> **REQUIRED WORK**:
a) In the forum thread, which furry hip-hop artist does Equium recommend instead?
b) Repeat the section of the forum thread that starts with the words containing "Yeah, sorry, I'm" and ends with "for your input!".

-- start of TEXT PROVIDED --

# Apologies to Nerdcore and Mainstream Rap



## bucktowntiger (Jan 17, 2009)

but furry is taking over hip-hop too 

http://www.youtube.com/v/rAGu5VygiDs


----------



## Aden (Jan 17, 2009)

That was pretty horrible.

But I'm pretty biased.


----------



## bucktowntiger (Jan 17, 2009)

Biased as in...?


----------



## mrredfox (Jan 17, 2009)

yiff yiff motherfucker.


----------



## Aden (Jan 17, 2009)

bucktowntiger said:


> Biased as in...?



I greatly dislike rap and furry pride.


----------



## Equium (Jan 17, 2009)

I... don't think... that was any language. I mean, it sounded like a corrupted version of English, but I can't be sure.

Yeah, sorry, I'm in Aden's class regarding fondness of rap and hip-hop. You want furry hip-hop? Then you want MC Nuts, the Wordsworth-rapping squirrel.


----------



## bucktowntiger (Jan 20, 2009)

Okay, so if I read the comments correctly, furry rap should be grammatically correct.  Moreover, furry rap shouldn't actually be about furry or even written by a furry.  Even better, just don't do rap altogether.  

Cool, thanks for your input!


----------



## Rytes (Jan 20, 2009)

i love rap, hip hop, rock, whatever... but you shouldn't create a "furry rap" sub-genre, that's... just corny man


----------



## Camisado (Jan 24, 2009)

Nigga be rockin a gangsta fursuit.


----------

-- end of TEXT PROVIDED --
-- start of DATASET RECORDS --

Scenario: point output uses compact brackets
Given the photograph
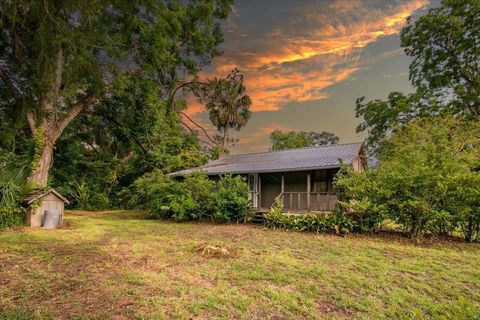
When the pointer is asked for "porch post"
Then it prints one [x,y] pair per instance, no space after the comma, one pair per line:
[308,191]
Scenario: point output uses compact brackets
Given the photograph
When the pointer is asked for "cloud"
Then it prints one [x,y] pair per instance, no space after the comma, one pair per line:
[294,61]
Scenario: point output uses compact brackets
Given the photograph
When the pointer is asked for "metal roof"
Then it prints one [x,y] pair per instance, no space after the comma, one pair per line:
[331,156]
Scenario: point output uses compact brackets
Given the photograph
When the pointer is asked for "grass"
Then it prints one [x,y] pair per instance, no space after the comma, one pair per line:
[115,265]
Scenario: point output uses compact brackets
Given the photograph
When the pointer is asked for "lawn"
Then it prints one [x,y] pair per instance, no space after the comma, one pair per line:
[120,265]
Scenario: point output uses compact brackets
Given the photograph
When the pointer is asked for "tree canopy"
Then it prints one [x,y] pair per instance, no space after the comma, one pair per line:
[227,104]
[426,179]
[288,140]
[63,59]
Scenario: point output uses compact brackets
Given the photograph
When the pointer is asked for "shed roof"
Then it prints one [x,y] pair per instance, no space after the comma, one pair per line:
[40,194]
[324,157]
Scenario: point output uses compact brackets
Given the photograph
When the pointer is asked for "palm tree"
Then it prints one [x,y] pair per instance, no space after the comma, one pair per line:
[227,104]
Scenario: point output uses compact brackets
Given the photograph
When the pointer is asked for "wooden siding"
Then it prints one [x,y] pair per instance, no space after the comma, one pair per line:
[49,201]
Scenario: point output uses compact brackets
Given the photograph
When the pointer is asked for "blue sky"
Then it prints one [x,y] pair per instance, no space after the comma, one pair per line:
[306,62]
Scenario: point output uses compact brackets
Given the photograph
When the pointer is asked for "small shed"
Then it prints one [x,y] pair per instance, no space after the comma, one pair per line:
[43,200]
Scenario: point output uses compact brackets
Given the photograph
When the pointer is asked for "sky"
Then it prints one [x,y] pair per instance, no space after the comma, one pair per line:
[306,62]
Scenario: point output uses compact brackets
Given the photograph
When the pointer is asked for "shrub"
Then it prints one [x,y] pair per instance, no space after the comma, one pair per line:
[13,187]
[426,180]
[152,191]
[85,196]
[320,223]
[192,199]
[231,199]
[196,197]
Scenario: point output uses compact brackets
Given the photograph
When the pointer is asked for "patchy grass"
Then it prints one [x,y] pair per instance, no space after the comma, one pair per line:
[120,265]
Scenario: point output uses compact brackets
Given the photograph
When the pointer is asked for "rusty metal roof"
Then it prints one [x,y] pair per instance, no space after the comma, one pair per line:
[331,156]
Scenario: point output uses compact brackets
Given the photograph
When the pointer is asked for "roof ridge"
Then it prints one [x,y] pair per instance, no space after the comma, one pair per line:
[284,150]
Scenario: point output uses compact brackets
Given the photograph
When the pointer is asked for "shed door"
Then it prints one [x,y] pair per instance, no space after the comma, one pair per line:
[253,189]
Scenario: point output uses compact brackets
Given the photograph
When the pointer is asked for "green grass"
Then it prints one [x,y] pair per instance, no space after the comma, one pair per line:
[119,265]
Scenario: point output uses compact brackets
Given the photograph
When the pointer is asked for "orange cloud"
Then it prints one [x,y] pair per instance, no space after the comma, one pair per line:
[295,63]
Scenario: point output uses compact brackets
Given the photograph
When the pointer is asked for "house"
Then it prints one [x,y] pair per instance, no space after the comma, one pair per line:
[40,201]
[302,177]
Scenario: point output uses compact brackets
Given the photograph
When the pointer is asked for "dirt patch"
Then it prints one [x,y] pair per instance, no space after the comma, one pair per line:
[214,251]
[330,308]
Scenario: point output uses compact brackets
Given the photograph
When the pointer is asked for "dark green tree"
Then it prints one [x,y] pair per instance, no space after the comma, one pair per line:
[227,104]
[61,59]
[444,46]
[288,140]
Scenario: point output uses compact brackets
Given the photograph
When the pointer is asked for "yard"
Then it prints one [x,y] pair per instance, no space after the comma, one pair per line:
[120,265]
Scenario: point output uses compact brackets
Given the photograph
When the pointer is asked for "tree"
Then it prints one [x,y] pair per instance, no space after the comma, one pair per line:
[426,179]
[288,140]
[227,104]
[445,48]
[61,59]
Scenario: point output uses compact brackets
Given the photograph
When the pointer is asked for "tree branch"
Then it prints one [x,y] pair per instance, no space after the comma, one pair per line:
[74,111]
[199,126]
[32,123]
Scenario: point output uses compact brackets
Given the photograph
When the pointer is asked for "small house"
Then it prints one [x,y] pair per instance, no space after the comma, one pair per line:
[302,178]
[40,201]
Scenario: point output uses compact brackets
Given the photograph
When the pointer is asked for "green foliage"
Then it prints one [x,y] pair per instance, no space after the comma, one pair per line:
[196,197]
[193,198]
[121,61]
[231,199]
[320,223]
[227,104]
[444,72]
[152,191]
[13,187]
[426,179]
[288,140]
[444,48]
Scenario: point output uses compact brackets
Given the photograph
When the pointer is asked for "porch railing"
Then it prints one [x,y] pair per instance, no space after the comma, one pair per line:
[253,199]
[312,201]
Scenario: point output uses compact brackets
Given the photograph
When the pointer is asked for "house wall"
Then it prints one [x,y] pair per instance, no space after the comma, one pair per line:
[357,164]
[295,189]
[50,201]
[270,188]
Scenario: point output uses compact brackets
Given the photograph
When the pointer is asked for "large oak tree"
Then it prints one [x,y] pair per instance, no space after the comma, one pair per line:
[59,59]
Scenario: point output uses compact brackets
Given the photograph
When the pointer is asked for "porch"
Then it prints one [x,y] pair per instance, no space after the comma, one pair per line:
[300,191]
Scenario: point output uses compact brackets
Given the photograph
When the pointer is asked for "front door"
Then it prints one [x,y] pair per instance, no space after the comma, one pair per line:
[271,187]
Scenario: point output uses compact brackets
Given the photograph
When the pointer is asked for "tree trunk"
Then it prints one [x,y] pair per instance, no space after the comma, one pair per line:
[41,165]
[225,138]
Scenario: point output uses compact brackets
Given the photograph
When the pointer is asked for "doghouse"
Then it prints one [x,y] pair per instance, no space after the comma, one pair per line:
[40,201]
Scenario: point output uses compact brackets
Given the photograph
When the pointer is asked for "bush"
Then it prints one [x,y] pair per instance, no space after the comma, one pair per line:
[152,191]
[196,197]
[320,223]
[426,180]
[193,199]
[231,199]
[13,187]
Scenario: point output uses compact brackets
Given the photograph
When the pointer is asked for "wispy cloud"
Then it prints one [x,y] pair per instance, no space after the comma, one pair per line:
[295,61]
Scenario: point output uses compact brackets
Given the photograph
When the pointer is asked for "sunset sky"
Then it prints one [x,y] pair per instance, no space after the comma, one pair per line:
[306,62]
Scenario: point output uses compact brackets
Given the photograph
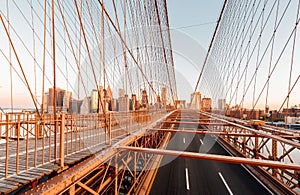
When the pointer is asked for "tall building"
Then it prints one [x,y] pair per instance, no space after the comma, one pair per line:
[164,96]
[121,93]
[85,106]
[195,101]
[63,99]
[145,102]
[123,104]
[221,104]
[94,101]
[206,104]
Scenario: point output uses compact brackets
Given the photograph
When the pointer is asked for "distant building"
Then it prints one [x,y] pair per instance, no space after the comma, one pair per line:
[196,101]
[180,104]
[85,107]
[206,104]
[221,104]
[121,93]
[94,101]
[123,104]
[63,99]
[75,106]
[144,101]
[164,96]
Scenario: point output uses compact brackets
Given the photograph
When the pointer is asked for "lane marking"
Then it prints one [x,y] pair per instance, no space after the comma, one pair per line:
[187,179]
[225,183]
[201,141]
[249,171]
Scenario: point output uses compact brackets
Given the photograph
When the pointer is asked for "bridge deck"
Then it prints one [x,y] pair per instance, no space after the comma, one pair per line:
[33,166]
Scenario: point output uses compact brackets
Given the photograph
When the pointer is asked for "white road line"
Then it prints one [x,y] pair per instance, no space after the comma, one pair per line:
[201,141]
[249,172]
[187,179]
[230,192]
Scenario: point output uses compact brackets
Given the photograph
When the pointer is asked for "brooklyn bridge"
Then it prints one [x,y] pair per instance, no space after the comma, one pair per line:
[95,100]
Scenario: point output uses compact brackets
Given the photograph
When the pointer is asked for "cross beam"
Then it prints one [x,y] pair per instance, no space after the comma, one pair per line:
[214,157]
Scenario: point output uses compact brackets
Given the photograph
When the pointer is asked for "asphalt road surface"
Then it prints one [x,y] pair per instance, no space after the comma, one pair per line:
[192,176]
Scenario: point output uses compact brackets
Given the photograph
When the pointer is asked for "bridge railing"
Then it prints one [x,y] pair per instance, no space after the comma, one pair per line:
[28,141]
[264,143]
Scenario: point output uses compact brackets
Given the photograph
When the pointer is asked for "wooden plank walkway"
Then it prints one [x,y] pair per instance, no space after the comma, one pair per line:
[78,146]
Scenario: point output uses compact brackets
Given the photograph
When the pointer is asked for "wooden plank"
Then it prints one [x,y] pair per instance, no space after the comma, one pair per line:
[18,179]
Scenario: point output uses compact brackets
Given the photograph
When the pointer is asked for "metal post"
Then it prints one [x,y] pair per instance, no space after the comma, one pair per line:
[274,156]
[18,145]
[36,126]
[62,133]
[116,179]
[6,159]
[130,123]
[256,147]
[109,128]
[72,190]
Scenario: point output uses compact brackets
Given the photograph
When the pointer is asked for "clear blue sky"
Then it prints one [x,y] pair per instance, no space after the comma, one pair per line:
[192,25]
[193,12]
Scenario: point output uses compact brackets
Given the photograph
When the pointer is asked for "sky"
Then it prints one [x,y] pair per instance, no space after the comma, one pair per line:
[192,25]
[185,18]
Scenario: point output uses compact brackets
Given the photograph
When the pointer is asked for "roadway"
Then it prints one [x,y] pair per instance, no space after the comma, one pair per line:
[192,176]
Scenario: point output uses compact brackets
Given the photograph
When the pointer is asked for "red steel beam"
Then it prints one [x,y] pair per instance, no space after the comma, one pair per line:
[197,123]
[214,157]
[206,132]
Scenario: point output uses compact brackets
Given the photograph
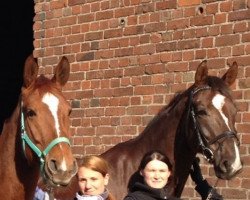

-- end of DATASET RECORDS --

> **SOLUTIONS IN ORDER**:
a) MC Nuts, the Wordsworth-rapping squirrel.

b)
Yeah, sorry, I'm in Aden's class regarding fondness of rap and hip-hop. You want furry hip-hop? Then you want MC Nuts, the Wordsworth-rapping squirrel.


----------



## bucktowntiger (Jan 20, 2009)

Okay, so if I read the comments correctly, furry rap should be grammatically correct.  Moreover, furry rap shouldn't actually be about furry or even written by a furry.  Even better, just don't do rap altogether.  

Cool, thanks for your input!